It’s obvious why church has lost its political clout
Douglas Turner’s lamentation over the Catholic Church’s lack of political clout turns a blind eye to the silliness and inconsistencies of the bishops when they enter political waters under the guise of religious freedom.
Name a Catholic who hasn’t used a Catholic hospital and felt the administration was more concerned with securing payment than curing the sick. Legions of non-Catholic professionals are employed to sustain these “non-profit” institutions. As far as I can see, health insurance is nothing more and nothing less than part of an employee’s compensation package. There is no statement of religious freedom to be made; and it’s none of the employer’s business to try to make it so. The Church has made an informed decision to be an employer – and an employer of all faiths in order to achieve its perceived goals. It just doesn’t want to be a responsibly adult one.
As a Catholic, I am annually solicited to contribute to Catholic Charities. Oddly, the federal government directs a portion of tax dollars to support the agency’s programs. Where is the bishops’ outrage at this violation of the separation of church and state? My donation is to help the poor, yet the church has no problem creating the poor by firing a Catholic school teacher after learning she is a lesbian. The action was swift and irrevocable. Yet, discovery motions in civil lawsuits have found that the Vatican often failed to act on requests to terminate child-abusing priests.
Without a compass, how can the church project consistent political clout, rather than sounding like a bunch of whining, alarmist, old white men?

--- YOUR INSTRUCTIONS ---
Write out the passage of the letter on the church's political clout starting with "Name a Catholic" and going on through "responsibly adult one.", swapping "Catholic" for "Christian" each time it appears. The lines stored after this play no part in it.

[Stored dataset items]
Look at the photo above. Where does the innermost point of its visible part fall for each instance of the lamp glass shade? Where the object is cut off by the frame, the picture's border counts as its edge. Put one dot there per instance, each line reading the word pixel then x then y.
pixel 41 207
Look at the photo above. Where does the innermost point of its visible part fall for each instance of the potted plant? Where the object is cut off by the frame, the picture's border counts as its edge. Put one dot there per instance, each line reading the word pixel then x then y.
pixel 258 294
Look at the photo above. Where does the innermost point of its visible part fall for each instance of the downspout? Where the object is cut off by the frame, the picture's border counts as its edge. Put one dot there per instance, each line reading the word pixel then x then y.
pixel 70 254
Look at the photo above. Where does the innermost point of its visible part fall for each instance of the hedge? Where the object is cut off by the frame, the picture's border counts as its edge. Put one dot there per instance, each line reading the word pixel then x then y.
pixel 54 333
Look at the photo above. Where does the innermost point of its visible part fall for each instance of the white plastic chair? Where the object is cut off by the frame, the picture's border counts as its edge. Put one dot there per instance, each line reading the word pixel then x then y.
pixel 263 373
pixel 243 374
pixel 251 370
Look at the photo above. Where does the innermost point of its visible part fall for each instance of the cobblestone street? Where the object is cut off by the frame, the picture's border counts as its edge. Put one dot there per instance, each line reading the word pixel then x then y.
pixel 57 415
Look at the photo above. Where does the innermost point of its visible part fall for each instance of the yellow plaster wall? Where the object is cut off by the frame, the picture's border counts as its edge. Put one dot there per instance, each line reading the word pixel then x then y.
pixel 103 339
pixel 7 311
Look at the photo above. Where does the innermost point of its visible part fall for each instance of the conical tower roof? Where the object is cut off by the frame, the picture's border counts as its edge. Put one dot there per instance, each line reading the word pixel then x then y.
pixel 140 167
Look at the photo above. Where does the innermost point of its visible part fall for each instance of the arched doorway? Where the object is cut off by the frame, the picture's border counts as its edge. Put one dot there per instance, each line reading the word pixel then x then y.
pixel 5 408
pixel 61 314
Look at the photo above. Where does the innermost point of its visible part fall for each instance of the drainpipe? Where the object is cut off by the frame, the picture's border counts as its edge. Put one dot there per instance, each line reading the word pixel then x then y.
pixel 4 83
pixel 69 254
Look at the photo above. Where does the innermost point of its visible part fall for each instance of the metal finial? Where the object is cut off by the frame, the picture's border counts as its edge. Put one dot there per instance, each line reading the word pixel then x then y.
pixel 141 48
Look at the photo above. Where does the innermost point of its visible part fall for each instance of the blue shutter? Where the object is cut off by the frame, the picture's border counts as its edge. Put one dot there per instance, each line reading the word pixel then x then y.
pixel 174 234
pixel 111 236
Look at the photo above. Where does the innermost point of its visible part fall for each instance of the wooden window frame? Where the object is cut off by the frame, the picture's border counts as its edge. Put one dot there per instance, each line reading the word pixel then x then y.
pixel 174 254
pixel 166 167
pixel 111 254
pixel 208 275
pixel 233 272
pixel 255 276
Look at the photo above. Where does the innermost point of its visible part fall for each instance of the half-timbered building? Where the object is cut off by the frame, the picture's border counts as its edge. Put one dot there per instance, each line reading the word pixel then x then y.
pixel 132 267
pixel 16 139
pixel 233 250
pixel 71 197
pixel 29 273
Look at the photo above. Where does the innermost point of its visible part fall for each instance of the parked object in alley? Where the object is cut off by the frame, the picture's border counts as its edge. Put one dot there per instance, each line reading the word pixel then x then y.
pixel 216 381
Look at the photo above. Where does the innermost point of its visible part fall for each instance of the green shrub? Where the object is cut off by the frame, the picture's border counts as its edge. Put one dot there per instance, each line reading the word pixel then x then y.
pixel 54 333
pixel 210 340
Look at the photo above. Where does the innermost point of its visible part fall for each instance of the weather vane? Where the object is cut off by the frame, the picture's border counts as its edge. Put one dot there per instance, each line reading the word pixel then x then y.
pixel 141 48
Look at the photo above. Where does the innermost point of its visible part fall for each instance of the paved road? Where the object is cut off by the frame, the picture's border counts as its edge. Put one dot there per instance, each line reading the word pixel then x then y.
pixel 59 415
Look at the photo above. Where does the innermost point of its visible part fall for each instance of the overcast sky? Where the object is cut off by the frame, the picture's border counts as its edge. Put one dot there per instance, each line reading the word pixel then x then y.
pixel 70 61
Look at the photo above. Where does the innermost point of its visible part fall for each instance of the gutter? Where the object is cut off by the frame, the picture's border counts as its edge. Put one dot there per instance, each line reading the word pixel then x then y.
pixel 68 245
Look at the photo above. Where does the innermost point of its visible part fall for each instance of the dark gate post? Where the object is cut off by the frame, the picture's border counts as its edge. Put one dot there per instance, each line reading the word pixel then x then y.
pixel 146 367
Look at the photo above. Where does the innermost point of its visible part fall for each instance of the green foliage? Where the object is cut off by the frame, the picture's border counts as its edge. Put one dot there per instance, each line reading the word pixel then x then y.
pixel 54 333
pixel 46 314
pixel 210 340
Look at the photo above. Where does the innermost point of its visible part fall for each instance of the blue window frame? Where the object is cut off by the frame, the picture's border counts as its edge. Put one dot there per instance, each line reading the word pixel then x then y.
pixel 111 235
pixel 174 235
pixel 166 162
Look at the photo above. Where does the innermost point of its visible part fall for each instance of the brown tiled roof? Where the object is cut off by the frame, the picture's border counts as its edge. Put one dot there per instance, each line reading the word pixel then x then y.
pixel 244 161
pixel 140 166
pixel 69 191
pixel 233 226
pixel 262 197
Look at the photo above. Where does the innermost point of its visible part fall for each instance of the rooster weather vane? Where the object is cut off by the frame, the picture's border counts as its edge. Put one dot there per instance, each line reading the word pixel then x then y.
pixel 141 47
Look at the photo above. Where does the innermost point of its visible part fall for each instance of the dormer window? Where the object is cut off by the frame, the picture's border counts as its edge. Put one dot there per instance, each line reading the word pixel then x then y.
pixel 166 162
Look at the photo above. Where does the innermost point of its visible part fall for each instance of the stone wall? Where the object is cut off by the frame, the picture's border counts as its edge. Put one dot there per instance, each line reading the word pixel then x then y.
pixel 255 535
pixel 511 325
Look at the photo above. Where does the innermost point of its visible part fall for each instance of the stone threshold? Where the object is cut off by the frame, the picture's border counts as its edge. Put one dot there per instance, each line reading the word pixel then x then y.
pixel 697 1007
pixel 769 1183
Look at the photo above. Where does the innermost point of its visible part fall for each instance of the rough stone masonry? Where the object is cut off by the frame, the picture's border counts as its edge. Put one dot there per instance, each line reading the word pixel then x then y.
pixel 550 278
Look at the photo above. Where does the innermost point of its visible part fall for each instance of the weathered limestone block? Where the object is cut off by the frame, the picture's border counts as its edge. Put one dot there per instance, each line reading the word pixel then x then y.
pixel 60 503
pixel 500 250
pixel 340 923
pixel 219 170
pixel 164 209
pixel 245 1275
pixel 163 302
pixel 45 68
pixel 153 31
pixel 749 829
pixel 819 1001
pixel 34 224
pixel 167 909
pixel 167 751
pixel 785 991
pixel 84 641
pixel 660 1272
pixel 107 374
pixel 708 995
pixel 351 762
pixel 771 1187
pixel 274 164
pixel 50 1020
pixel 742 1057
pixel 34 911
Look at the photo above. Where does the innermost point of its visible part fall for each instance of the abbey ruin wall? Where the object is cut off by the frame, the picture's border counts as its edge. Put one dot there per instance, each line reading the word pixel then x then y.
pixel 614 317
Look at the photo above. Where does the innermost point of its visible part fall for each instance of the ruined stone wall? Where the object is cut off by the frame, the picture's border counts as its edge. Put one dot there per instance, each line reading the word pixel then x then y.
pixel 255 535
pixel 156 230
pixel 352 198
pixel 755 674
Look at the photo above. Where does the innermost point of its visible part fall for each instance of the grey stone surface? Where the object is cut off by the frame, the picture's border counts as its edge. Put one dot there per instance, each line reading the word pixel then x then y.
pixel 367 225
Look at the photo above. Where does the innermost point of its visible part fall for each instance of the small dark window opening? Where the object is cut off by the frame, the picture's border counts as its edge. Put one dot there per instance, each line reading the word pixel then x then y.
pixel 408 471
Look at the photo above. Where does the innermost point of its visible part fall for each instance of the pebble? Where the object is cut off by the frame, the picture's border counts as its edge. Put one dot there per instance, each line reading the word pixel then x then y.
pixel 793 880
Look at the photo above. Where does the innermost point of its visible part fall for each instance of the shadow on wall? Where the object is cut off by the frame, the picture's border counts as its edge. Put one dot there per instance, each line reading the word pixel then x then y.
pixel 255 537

--- ANSWER FOR THE TASK ---
Name a Christian who hasn’t used a Christian hospital and felt the administration was more concerned with securing payment than curing the sick. Legions of non-Christian professionals are employed to sustain these “non-profit” institutions. As far as I can see, health insurance is nothing more and nothing less than part of an employee’s compensation package. There is no statement of religious freedom to be made; and it’s none of the employer’s business to try to make it so. The Church has made an informed decision to be an employer – and an employer of all faiths in order to achieve its perceived goals. It just doesn’t want to be a responsibly adult one.